TEXT EXTRACT:
--- Start ---

The sentences from row 2 down, have a space before the sentence, and the sentences no longer have the punctuation marks at the end of the sentence.

p45cal
08-23-2020, 04:35 PM
From a file:
Sub blah()
Set Destn = ActiveSheet.Cells(1)
Set ts = CreateObject("Scripting.FileSystemObject").opentextfile("C:\Users\Public\Documents\dummy sentences.txt")
bt = Application.Trim(ts.readall)
ts.Close
at = Replace(Replace(Replace(Replace(bt, "...", "…¬"), ".", ".¬"), "?", "?¬"), "!", "!¬")
at2 = Split(at, "¬")
For i = 0 To UBound(at2)
at2(i) = Application.Trim(at2(i))
at2(i) = Replace(at2(i), "…", "...") 'optional to replace an ellipsis with 3 dots.
If Len(at2(i)) = 0 Then at2(i) = "¬"
Next i
at3 = Filter(at2, "¬", False)
Destn.Resize(UBound(at3) + 1).Value = Application.Transpose(at3)
'Set Destn = Destn.Offset(UBound(at3))
End Sub
There's only one line in the text file you supplied so I don't know if it will work if there are more lines.

snb
08-24-2020, 12:44 AM
That's why you have do something yourself too: adapt the code. I am not so interested in a desrciption of the results of my macro, becasue I was familiar with those before I posted it. You'd better provide the necessary information we asked for in this thread.

icemail
08-27-2020, 09:28 AM
From a file:
Sub blah()
Set Destn = ActiveSheet.Cells(1)
Set ts = CreateObject("Scripting.FileSystemObject").opentextfile("C:\Users\Public\Documents\dummy sentences.txt")
bt = Application.Trim(ts.readall)
ts.Close
at = Replace(Replace(Replace(Replace(bt, "...", "…¬"), ".", ".¬"), "?", "?¬"), "!", "!¬")
at2 = Split(at, "¬")
For i = 0 To UBound(at2)
at2(i) = Application.Trim(at2(i))
at2(i) = Replace(at2(i), "…", "...") 'optional to replace an ellipsis with 3 dots.

--- End ---

[Some records]
--- Start ---

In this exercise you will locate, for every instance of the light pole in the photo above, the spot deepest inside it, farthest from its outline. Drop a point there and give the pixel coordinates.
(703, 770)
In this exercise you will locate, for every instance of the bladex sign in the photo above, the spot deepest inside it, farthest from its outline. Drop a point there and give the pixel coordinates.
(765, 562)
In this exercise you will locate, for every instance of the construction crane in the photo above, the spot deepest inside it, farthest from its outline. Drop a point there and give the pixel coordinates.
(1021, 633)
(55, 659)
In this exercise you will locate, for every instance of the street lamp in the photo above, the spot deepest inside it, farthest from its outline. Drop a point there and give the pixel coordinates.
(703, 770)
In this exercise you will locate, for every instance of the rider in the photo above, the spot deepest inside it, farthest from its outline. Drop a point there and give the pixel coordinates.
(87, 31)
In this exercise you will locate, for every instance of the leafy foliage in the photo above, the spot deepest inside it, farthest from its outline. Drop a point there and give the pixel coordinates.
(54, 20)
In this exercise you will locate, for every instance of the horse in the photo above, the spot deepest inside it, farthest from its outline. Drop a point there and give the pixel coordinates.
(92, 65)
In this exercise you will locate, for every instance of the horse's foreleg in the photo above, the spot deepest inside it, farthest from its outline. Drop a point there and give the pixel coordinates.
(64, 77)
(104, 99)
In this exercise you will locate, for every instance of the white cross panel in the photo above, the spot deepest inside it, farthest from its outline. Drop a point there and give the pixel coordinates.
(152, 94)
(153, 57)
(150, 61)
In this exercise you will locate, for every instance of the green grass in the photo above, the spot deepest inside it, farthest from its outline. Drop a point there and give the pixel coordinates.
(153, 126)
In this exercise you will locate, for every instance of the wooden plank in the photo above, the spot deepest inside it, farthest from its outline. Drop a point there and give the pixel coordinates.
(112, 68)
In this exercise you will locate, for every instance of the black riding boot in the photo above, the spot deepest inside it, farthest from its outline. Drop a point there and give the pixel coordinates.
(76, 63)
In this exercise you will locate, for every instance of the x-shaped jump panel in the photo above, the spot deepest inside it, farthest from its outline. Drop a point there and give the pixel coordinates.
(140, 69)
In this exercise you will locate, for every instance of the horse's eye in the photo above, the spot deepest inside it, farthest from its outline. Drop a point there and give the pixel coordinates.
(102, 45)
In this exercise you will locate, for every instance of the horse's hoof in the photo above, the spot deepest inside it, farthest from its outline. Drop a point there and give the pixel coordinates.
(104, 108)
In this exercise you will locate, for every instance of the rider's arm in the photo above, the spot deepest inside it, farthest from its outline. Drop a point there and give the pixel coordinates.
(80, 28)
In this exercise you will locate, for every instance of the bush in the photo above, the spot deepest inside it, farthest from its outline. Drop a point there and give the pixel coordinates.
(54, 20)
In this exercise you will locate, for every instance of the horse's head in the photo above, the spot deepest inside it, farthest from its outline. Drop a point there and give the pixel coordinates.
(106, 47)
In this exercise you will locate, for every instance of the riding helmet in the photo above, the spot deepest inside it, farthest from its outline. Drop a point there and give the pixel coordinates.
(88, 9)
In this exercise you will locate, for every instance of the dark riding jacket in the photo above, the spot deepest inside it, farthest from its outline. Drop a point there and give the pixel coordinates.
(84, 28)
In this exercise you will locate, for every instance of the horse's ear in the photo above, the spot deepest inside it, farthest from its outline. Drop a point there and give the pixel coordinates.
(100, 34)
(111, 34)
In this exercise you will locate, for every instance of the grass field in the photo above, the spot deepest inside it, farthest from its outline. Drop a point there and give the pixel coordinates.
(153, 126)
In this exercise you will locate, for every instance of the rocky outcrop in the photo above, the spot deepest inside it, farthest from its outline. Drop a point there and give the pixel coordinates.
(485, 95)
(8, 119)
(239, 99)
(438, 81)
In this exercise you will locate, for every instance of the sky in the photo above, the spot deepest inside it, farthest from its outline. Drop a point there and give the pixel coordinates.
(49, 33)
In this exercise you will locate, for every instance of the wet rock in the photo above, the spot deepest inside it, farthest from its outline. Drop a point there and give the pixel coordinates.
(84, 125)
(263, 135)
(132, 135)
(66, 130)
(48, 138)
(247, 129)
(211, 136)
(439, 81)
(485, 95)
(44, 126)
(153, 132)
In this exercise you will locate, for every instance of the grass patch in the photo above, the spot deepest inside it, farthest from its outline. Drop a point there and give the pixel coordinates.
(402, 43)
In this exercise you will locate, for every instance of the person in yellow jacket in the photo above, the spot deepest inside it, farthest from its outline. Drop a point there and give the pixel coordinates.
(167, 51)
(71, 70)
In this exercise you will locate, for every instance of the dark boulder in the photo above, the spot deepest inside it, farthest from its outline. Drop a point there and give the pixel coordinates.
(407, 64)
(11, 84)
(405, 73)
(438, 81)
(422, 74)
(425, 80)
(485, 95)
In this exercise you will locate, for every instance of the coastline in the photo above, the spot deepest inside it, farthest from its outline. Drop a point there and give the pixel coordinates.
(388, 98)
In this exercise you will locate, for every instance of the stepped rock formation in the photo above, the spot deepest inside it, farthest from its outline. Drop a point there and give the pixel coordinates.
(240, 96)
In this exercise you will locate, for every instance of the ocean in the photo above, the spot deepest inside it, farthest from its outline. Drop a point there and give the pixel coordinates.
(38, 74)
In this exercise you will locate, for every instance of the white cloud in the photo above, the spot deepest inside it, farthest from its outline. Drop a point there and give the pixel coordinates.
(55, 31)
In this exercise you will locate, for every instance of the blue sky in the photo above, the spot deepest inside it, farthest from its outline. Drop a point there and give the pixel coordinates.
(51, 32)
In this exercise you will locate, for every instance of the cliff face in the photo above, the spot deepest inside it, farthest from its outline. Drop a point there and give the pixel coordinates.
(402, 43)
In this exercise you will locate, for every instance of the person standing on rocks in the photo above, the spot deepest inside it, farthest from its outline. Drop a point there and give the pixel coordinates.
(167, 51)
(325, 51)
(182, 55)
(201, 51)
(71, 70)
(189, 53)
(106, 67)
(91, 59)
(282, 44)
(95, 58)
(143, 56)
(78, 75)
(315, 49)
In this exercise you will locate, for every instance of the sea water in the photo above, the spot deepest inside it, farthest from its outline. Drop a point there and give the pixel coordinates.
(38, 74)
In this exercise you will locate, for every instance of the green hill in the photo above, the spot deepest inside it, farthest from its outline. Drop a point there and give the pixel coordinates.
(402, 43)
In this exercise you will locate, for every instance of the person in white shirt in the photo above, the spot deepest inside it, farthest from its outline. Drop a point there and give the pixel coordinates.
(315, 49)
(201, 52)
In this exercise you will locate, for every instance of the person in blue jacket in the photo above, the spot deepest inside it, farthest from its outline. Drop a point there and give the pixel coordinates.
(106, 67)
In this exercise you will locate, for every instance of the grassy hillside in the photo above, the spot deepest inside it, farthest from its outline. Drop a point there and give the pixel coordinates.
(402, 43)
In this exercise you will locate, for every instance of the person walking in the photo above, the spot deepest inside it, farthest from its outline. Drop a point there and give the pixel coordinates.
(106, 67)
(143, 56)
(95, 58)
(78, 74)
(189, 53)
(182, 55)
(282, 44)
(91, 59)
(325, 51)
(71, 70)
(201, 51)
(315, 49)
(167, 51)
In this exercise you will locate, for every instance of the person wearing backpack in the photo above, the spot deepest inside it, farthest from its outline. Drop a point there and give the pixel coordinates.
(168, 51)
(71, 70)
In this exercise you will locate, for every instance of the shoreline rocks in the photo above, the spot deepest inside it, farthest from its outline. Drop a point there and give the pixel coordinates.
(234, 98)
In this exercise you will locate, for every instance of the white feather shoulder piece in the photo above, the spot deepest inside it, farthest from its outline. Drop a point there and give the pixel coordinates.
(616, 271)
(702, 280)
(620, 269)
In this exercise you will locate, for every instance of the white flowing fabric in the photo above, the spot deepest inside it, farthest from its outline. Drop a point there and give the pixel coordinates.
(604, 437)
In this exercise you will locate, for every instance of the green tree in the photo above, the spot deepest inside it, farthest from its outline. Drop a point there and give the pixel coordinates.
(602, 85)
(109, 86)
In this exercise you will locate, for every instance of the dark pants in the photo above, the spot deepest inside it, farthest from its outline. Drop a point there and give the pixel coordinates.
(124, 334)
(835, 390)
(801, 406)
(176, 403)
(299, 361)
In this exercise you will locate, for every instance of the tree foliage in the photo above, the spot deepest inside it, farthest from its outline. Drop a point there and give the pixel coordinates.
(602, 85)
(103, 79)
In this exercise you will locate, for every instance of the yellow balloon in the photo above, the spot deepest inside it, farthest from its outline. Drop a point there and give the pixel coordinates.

--- End ---

OBJECTIVE:
Answer these about the forum thread:
1. Which poster says the supplied text file contains only one line?
2. On what date and at what time did snb post?
3. According to the comment in the macro, what can an ellipsis optionally be replaced with?

WRITTEN RESPONSE:
1. p45cal
2. 08-24-2020, 12:44 AM
3. 3 dots